- [Instruction]:
Put each of the entries below into a numbered list, leaving out blank lines and the pictures.

═══

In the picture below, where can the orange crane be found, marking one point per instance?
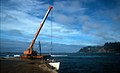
(30, 53)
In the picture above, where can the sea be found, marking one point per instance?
(85, 62)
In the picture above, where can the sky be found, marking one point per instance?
(75, 23)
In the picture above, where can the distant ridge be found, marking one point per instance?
(111, 47)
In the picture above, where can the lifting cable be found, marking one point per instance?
(51, 31)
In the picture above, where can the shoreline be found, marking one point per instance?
(16, 65)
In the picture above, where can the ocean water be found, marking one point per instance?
(85, 62)
(89, 63)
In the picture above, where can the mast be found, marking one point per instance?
(30, 48)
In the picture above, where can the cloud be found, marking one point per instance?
(76, 22)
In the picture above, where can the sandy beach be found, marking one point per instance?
(24, 66)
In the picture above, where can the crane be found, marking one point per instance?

═══

- [Exercise result]:
1. In the picture below, where can the orange crane be found, marking one point per instance?
2. (30, 53)
3. In the picture above, where can the sea be found, marking one point per instance?
4. (85, 62)
5. In the picture above, where can the sky be found, marking one point per instance?
6. (75, 23)
7. In the picture above, where can the distant ridge be found, marking one point per instance?
8. (111, 47)
9. In the picture above, where can the lifting cable be found, marking one point per instance?
10. (51, 31)
11. In the picture above, where can the shoreline be found, marking one point per instance?
12. (16, 65)
13. In the picture above, where can the ocean water be found, marking one point per instance?
14. (85, 62)
15. (89, 63)
16. In the picture above, where can the mast be found, marking one point per instance?
17. (30, 48)
18. In the picture above, where can the cloud be found, marking one point per instance?
19. (76, 22)
20. In the picture above, where can the sandy beach be found, marking one point per instance?
21. (24, 66)
22. In the picture above, where can the crane be found, marking one point per instance?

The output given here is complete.